> **Passage shown**
◆ ◆ ◆ ◆

# Hookup.



## toojo (Dec 4, 2008)

Habitat lights,water pump,extractor etc not working on hookup.Everything ok when engine is running.All ideas would be much appreciated.
John.


----------



## ralph-dot (May 10, 2005)

daft answer but is there a switch?


----------



## toojo (Dec 4, 2008)

I can assure you ralph with me that is not such a daft question.It is showing hookup ok,fridge,sockets etc ok it is just the main switch for lights etc not coming on.I am baffled.


----------



## H1-GBV (Feb 28, 2006)

Well, if that wasn't a daft question:.........

Do you have a "fuse box"? Mine is in the wardrobe and consists of a mains switch and 2 circuit breakers (a bit like in the house, but with fewer bits). One circuit for sockets, one for fridge, water heater etc. Do you know how to check fuses are OK - if yours has circuit breakers, all the switches should be in the "same" position.

If it keeps blowing fuses, something is seriously wrong - DO NOT fit a higher-rated fuse


----------



## toojo (Dec 4, 2008)

I have checked the switch in the wardrobe it is on or the hookup light would not be on,fuses are behind the passenger seat,can I check them with a multi meter.Dont see any circuit breakers.Each appliance has a seperate fuse.


----------



## Jennifer (Mar 24, 2009)

Being a mere female of the species, are you sure that the fuse in the hook up that you are connected to has not blown prior to your connection.


----------



## toojo (Dec 4, 2008)

No Jennifer,the fridge, sockets are fine,it is only the appliances of the main switch,water pump extractor,lights.Thanks for your input though,and you other guys.I think it is a job for an auto spark
John.


----------



## H1-GBV (Feb 28, 2006)

Hi again John

Sorry if I appear a bit dense, but I'm not familiar with your van.

MY van has the mains switch and mains-type circuit breakers in the wardrobe. Power comes in via my EHU cable to the switch, then the circuit breakers. A transformer knocks the 240Vac down to 12V dc to charge the batteries.

Under my seat is an array of fuses. These ensure the normal "car" type circuits do not overload - they have nothing to do with the water pump, extractor, lights.

However, by my entrance door is a control panel, with a number of switches and leds on. These have to be operational for the various light circuits, pupm, fan etc to work, whether the power is coming via EHU or alternator.

IF you have a control panel, is everything functioning?

Self-checks, although time-consuming and boring, are a lot cheaper than a sparky!

Good luck - Gordon


----------



## Wizzo (Dec 3, 2007)

You have me baffled too. Do you have a hab battery separate from the vehicle battery? If you do then I am wondering why it will not work because normally the 12v side runs off the battery whether connected via hook-up or not.

Is the battery fully charged?

Is the battery charger switched on?

JohnW


----------



## trevorf (May 16, 2005)

Sounds to me like none of your 12V systems are working. I would check you have switched the 12V power to leisure battery position, the leisure batteries themselves, main leisure battery fuse, leisure battery charger in that order.


Trevor


----------



## barryd (May 9, 2008)

Wizzo said:


> You have me baffled too. Do you have a hab battery separate from the vehicle battery? If you do then I am wondering why it will not work because normally the 12v side runs off the battery whether connected via hook-up or not.
> 
> Is the battery fully charged?
> 
> ...

◆ ◆ ◆ ◆

> **Dataset rows**
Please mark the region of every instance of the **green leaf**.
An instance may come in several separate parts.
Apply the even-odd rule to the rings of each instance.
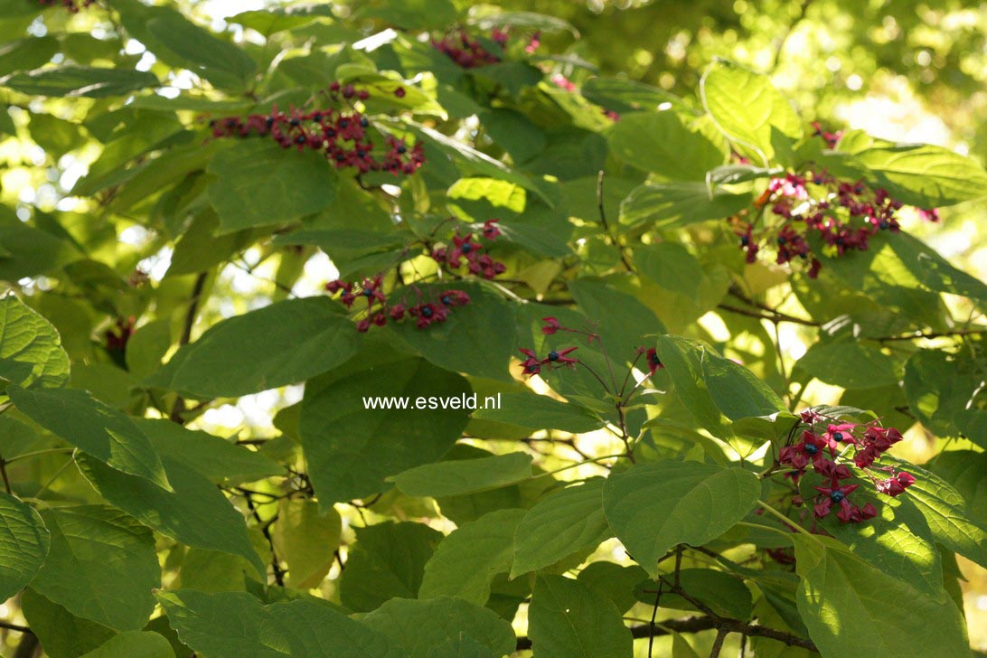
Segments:
[[[740,578],[715,569],[680,569],[678,578],[683,590],[702,601],[717,615],[741,621],[750,619],[754,602],[750,590]],[[656,587],[653,580],[640,583],[636,588],[638,600],[653,606]],[[661,607],[698,610],[681,596],[670,592],[661,595]]]
[[[798,612],[824,656],[965,656],[959,611],[854,555],[794,534]],[[922,622],[917,624],[916,620]]]
[[[809,500],[816,495],[811,488],[820,478],[802,478],[799,488]],[[872,488],[854,492],[854,504],[871,503],[877,516],[867,523],[842,523],[834,514],[819,520],[830,535],[845,544],[858,557],[883,573],[907,582],[931,597],[943,593],[943,565],[922,512],[907,495],[896,498],[880,496]]]
[[[516,556],[515,556],[516,559]],[[638,602],[634,596],[636,585],[647,579],[647,571],[637,564],[621,566],[614,562],[592,562],[579,571],[577,581],[614,602],[617,610],[626,613]],[[651,605],[654,598],[651,597]]]
[[[987,173],[976,161],[942,146],[899,144],[865,149],[866,166],[891,196],[919,208],[938,208],[987,196]]]
[[[491,379],[511,380],[509,358],[516,354],[514,305],[476,284],[423,285],[392,293],[406,306],[440,299],[445,290],[462,290],[470,296],[467,306],[450,310],[448,319],[427,329],[414,322],[394,328],[412,349],[446,370]],[[421,301],[418,301],[421,300]]]
[[[936,541],[987,567],[987,526],[972,520],[959,492],[925,469],[907,463],[899,466],[915,475],[915,483],[908,487],[908,498],[925,516]]]
[[[171,491],[151,441],[129,416],[94,400],[85,391],[26,391],[15,386],[7,389],[7,395],[19,411],[87,455]]]
[[[966,501],[972,518],[987,527],[987,453],[972,450],[940,453],[926,466],[952,484]]]
[[[425,464],[388,477],[409,496],[458,496],[531,477],[531,456],[510,453],[476,460]]]
[[[423,359],[376,350],[310,381],[300,429],[309,477],[323,509],[381,491],[388,476],[438,460],[468,421],[466,409],[365,408],[365,398],[401,397],[414,402],[469,390],[465,379]]]
[[[620,222],[651,222],[657,229],[688,226],[734,215],[751,202],[749,192],[712,189],[705,183],[680,181],[641,185],[620,206]]]
[[[442,534],[421,523],[388,522],[355,531],[340,580],[342,605],[362,613],[390,599],[417,598]]]
[[[243,88],[257,70],[254,60],[239,47],[216,38],[178,12],[161,13],[148,21],[145,29],[189,70],[217,87]]]
[[[702,360],[710,397],[730,420],[788,410],[771,387],[740,364],[712,350],[704,350]]]
[[[938,292],[987,301],[987,285],[983,281],[956,269],[917,238],[907,233],[895,233],[888,240],[901,262],[923,285]]]
[[[183,544],[242,555],[259,573],[264,562],[247,536],[243,517],[216,486],[182,462],[162,458],[174,491],[108,469],[85,453],[76,456],[89,483],[112,505]]]
[[[175,652],[163,635],[128,630],[111,637],[82,658],[175,658]]]
[[[665,326],[644,303],[603,280],[576,279],[569,282],[569,289],[579,310],[597,323],[595,330],[614,359],[633,360],[635,347],[665,331]]]
[[[213,325],[146,383],[200,399],[243,396],[332,370],[358,345],[328,298],[289,299]]]
[[[813,343],[796,367],[820,382],[844,389],[869,389],[898,383],[894,359],[865,347],[856,338]]]
[[[72,615],[30,587],[21,595],[21,610],[50,658],[79,658],[116,634],[112,628]]]
[[[538,578],[528,608],[535,655],[553,658],[631,658],[634,638],[617,606],[571,578]]]
[[[31,587],[83,619],[143,628],[154,610],[151,590],[161,584],[151,532],[105,505],[52,508],[41,518],[51,548]]]
[[[705,181],[726,153],[674,111],[624,114],[607,135],[624,162],[672,181]]]
[[[641,464],[612,474],[603,510],[617,538],[652,577],[670,548],[715,540],[757,504],[761,484],[739,468],[698,462]]]
[[[524,515],[514,538],[511,578],[537,571],[612,536],[603,516],[603,479],[593,477],[539,501]]]
[[[157,597],[179,638],[210,658],[407,655],[382,633],[313,600],[263,606],[246,592],[194,590]]]
[[[700,91],[717,126],[757,164],[774,161],[775,134],[792,140],[802,135],[801,120],[767,76],[719,60],[703,76]]]
[[[528,429],[561,429],[579,434],[599,429],[603,421],[592,411],[573,402],[530,393],[500,393],[498,405],[478,408],[474,418],[496,420]]]
[[[446,536],[425,564],[418,598],[455,596],[486,604],[494,576],[510,571],[514,531],[524,514],[521,509],[497,510]]]
[[[0,226],[0,280],[16,283],[26,276],[60,269],[81,257],[68,242],[20,220]]]
[[[729,436],[729,427],[707,388],[703,352],[691,340],[674,335],[659,336],[656,349],[675,394],[696,422],[714,436]]]
[[[263,453],[238,446],[171,420],[134,418],[161,457],[182,462],[215,482],[253,482],[284,474],[284,468]]]
[[[335,509],[323,515],[314,500],[278,502],[272,539],[277,556],[288,563],[288,587],[319,586],[336,559],[342,533],[342,519]]]
[[[48,531],[38,512],[0,492],[0,599],[6,601],[32,581],[48,545]]]
[[[146,71],[129,68],[94,68],[75,64],[12,73],[0,78],[0,87],[8,87],[22,94],[68,99],[80,97],[103,99],[157,86],[158,79]]]
[[[462,637],[491,649],[494,656],[510,654],[516,646],[510,623],[492,610],[455,597],[391,599],[359,620],[408,651],[409,658],[433,658],[432,647]]]
[[[221,233],[290,222],[336,198],[336,173],[324,154],[285,150],[269,139],[220,151],[206,171],[216,177],[207,193]]]
[[[69,379],[58,331],[14,295],[0,299],[0,378],[28,389],[58,388]]]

◆ ◆ ◆ ◆

> **Task instructions**
- A) In the hookup forum thread, what is the Spanish for "Under my seat is an array of fuses."?
- B) Continue the hookup forum thread from the point where it stops.

> **Answers to the exercises**
- A) Debajo de mi asiento hay una serie de fusibles.

- B)
We had a similar problem and it was the battery charger that was duff. If everything works when the engine is running then presumably the engine is kicking power to the leisure battery but when you turn it off it all goes off so it looks like nothing is charging the battery or its not holding its charge? When you turn the engine off do the lights go off completely or just go dim?


----------



## spatz1 (May 19, 2011)

toojo said:


> Habitat lights,water pump,extractor etc not working on hookup.Everything ok when engine is running.All ideas would be much appreciated.
> John.


Is everything suposed to work in the hab area when the engine is running ????

on my van all power is cut to hab bar charge sent to the hab batteries :!:


----------



## barryd (May 9, 2008)

spatz1 said:


> toojo said:
> 
> 
> > Habitat lights,water pump,extractor etc not working on hookup.Everything ok when engine is running.All ideas would be much appreciated.
> ...


All our stuff works when the engine is on but its an older van 1996


----------



## toojo (Dec 4, 2008)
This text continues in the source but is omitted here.